_Your task_:
Quote all of the data below exactly, please.

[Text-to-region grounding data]

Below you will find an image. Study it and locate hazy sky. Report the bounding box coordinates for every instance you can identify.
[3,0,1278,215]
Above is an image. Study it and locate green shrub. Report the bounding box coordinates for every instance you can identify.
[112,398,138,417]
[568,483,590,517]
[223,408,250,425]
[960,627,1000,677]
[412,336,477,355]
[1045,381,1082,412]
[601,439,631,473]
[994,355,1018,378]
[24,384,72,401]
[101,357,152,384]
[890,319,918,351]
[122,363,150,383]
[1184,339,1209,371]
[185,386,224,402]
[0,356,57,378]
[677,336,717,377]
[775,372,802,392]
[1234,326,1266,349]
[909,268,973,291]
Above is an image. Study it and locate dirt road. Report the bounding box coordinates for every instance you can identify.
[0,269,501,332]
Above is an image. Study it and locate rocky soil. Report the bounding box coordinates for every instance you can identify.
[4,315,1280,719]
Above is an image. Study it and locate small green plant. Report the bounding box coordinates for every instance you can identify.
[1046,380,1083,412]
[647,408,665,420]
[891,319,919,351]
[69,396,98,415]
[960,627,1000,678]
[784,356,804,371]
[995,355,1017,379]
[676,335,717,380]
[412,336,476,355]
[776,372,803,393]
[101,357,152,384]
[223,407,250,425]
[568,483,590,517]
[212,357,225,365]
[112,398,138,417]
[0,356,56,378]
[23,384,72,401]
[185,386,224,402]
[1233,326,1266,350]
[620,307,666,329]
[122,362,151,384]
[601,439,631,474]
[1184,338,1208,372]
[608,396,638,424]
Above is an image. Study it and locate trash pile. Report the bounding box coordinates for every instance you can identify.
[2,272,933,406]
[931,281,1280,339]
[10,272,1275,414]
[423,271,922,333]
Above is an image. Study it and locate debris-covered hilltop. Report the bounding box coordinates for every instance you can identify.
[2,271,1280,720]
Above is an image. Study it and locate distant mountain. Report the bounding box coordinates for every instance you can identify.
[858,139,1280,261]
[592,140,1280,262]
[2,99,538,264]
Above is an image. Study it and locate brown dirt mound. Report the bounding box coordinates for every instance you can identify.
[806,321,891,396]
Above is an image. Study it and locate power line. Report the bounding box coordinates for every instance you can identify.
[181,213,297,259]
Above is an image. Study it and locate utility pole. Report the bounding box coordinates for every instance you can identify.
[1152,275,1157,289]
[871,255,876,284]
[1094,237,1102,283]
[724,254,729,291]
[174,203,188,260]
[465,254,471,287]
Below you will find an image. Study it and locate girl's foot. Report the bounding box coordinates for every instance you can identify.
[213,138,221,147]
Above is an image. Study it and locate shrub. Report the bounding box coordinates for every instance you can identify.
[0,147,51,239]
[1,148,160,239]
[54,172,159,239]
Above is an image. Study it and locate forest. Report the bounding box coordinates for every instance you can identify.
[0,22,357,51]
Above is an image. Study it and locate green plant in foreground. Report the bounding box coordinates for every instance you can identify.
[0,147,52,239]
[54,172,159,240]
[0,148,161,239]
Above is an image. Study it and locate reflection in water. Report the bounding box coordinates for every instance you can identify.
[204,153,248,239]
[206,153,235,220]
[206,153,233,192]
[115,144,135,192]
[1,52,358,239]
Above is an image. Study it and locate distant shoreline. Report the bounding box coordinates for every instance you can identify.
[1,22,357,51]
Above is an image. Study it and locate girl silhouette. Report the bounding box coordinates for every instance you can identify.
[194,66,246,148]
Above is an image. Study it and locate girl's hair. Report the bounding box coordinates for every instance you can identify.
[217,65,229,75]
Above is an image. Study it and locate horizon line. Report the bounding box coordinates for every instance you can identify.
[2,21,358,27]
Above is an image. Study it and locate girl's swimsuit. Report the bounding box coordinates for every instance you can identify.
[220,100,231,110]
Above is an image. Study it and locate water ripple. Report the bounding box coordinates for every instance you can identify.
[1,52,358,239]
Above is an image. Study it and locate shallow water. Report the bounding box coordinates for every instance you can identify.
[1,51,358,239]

_Your solution_:
Below you will find an image. Study it and locate hazy sky. Report the bounding box coordinates for every instance you can identify.
[3,0,1278,215]
Above is an image. Study it and locate green shrub. Report the bounding box coordinates for every instance you can identify.
[112,398,138,417]
[568,483,590,517]
[223,408,250,425]
[960,627,1000,677]
[412,336,477,355]
[1045,381,1082,412]
[601,439,631,473]
[994,355,1018,378]
[24,384,72,401]
[101,357,152,384]
[890,319,918,351]
[122,363,150,383]
[1184,339,1209,371]
[185,386,224,402]
[0,356,57,378]
[677,336,717,377]
[775,372,802,392]
[1234,326,1266,349]
[909,268,973,291]
Above is an image. Study it and locate dirt road. Report the bounding box coordinates for every instance you can identify.
[0,269,501,332]
Above is an image. Study it and locate rocky soil. Report the bounding box coordinates for every instance you can identify.
[4,315,1280,719]
Above is an image. Study it and locate small green plant. Report the bounding box coordinates for every instance you can identify.
[1046,380,1083,412]
[647,408,665,420]
[891,319,919,351]
[69,396,98,415]
[960,627,1000,678]
[784,356,804,371]
[995,355,1017,379]
[676,335,717,380]
[412,336,476,355]
[776,372,803,393]
[101,357,152,384]
[223,407,250,425]
[568,483,590,517]
[212,357,225,365]
[112,398,138,417]
[0,356,56,378]
[23,384,72,401]
[185,386,224,402]
[1233,326,1266,350]
[620,307,666,329]
[122,362,151,384]
[601,439,631,474]
[1184,338,1208,372]
[608,396,638,424]
Above is an image. Study it and locate trash pile. Report the bounding box coordinates for every instance you can identify.
[2,272,933,406]
[931,281,1280,339]
[10,272,1275,414]
[423,271,922,333]
Above is an image. Study it and locate debris-covered hilltop. Report the bounding box coordinates for every instance you can identify.
[2,271,1280,720]
Above is an image. Study it and locate distant mountain. Report the bounding box coordinates for every instance you can identify.
[858,139,1280,261]
[592,140,1280,262]
[2,99,538,264]
Above is an image. Study it and locate brown dirt mound. Report the bounding box coordinates for every instance you can identify.
[806,321,891,396]
Above is an image. Study it and locate power line. Report the bounding box coordinates for every instance you can identify.
[181,213,297,259]
Above is an image. Study it and locate utility pole. Report the bounding box coordinates for every instance you can identify.
[1152,275,1157,289]
[871,255,876,284]
[1094,237,1102,283]
[724,254,729,291]
[174,203,188,260]
[465,254,471,287]
Below you will find an image. Study it and locate girl's foot. Report the bounding box coordinates for every instance you can identify.
[213,138,221,147]
Above is an image. Study it and locate shrub. Report the bounding box coordinates for every instance you can identify.
[0,147,51,239]
[1,148,160,239]
[54,172,159,239]
Above is an image. Study it and locate forest. Report the bounding box coordinates for every instance you can identify.
[0,22,357,51]
Above is an image. Study it and locate green plant in foreground. Report the bounding box coordinates for every instance you can identify.
[0,147,52,239]
[54,172,159,240]
[0,148,161,239]
Above is an image. Study it and locate reflection in water. Report the bounding box coordinates for every instance you can identify.
[204,153,248,239]
[206,153,235,220]
[206,153,233,192]
[115,144,135,192]
[1,52,358,239]
Above is an image. Study it and locate distant shoreline. Report the bounding box coordinates for every instance you can identify.
[1,22,357,51]
Above is an image. Study it and locate girl silhouette. Report the bounding box coordinates for every instance you can identify.
[194,66,246,148]
Above is an image. Study it and locate girl's hair. Report the bounding box coordinates for every instance you can identify.
[217,65,229,75]
Above is an image. Study it and locate horizon line. Report the bounding box coordinates for every instance you can identify.
[2,21,358,27]
Above is an image. Study it and locate girl's swimsuit. Report the bounding box coordinates for every instance you can identify.
[220,100,231,110]
Above is an image. Study it and locate water ripple. Report the bounding box coordinates for every instance you can identify.
[1,52,358,239]
Above is an image. Study it and locate shallow water. Report the bounding box coordinates for every instance you can identify.
[1,51,358,239]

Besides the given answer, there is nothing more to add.